◆ **SHORT PROBLEM**
Output every entry exactly as written, but omit the pictures.

Dataset excerpts on object pointing:
- - -

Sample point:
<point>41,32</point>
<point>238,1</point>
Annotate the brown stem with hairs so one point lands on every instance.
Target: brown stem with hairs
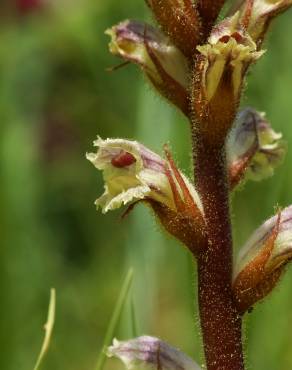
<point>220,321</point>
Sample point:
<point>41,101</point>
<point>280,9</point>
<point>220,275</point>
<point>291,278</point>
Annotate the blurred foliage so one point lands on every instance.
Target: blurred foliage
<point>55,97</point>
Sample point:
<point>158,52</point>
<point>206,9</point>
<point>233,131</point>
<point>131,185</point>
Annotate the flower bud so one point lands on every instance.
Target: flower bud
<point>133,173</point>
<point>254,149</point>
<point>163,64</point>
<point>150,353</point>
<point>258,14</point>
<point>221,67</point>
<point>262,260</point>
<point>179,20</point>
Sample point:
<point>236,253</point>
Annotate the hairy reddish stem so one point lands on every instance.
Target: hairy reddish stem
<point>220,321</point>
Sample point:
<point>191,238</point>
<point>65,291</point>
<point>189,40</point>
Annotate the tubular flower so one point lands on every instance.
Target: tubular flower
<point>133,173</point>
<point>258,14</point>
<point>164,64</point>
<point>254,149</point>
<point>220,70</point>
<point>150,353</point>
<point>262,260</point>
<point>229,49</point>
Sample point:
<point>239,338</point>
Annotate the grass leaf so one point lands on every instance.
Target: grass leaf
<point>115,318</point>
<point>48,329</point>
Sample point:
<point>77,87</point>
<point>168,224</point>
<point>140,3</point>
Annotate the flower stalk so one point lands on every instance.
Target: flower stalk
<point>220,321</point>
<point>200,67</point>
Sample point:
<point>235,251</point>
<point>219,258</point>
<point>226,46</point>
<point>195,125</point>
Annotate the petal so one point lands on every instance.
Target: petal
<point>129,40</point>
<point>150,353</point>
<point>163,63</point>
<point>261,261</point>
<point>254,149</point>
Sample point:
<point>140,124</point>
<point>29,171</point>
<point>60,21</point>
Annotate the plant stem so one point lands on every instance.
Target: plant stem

- - -

◆ **COMPLETE RESPONSE**
Sample point:
<point>41,32</point>
<point>238,1</point>
Annotate the brown stem with hairs so one point lands on every instance.
Target: brown stem with hairs
<point>220,321</point>
Sample point:
<point>41,101</point>
<point>280,9</point>
<point>220,275</point>
<point>291,278</point>
Annotate the blurred foliage so one point lands on every instance.
Target: blurred foliage
<point>55,97</point>
Sample point:
<point>158,52</point>
<point>206,9</point>
<point>233,131</point>
<point>131,185</point>
Annotate the flower bud so one point lands on every instance.
Target: flower bud
<point>133,173</point>
<point>254,149</point>
<point>163,64</point>
<point>150,353</point>
<point>258,14</point>
<point>221,67</point>
<point>262,260</point>
<point>179,20</point>
Sample point:
<point>236,253</point>
Annotate the hairy reddish stem so one point lands on every instance.
Target: hairy reddish stem
<point>220,321</point>
Sample point:
<point>191,238</point>
<point>65,291</point>
<point>189,40</point>
Annotate the tubular flower so one point lands on every instance.
Target: tubular flower
<point>133,173</point>
<point>258,14</point>
<point>164,64</point>
<point>254,149</point>
<point>220,70</point>
<point>150,353</point>
<point>262,260</point>
<point>229,49</point>
Sample point:
<point>239,338</point>
Annotate the grass leaf so one point lands on every instance.
Target: grass leaf
<point>115,318</point>
<point>48,329</point>
Sample point:
<point>77,87</point>
<point>168,224</point>
<point>140,3</point>
Annotate the flower stalk so one point lands on every instance.
Target: flower stalk
<point>220,321</point>
<point>200,67</point>
Sample point:
<point>235,251</point>
<point>219,258</point>
<point>226,46</point>
<point>195,125</point>
Annotate the petal so one point lands on every instance.
Target: petal
<point>129,40</point>
<point>150,353</point>
<point>163,63</point>
<point>261,261</point>
<point>254,149</point>
Sample point:
<point>140,124</point>
<point>29,171</point>
<point>60,21</point>
Annotate the plant stem so one point lands on every instance.
Target: plant stem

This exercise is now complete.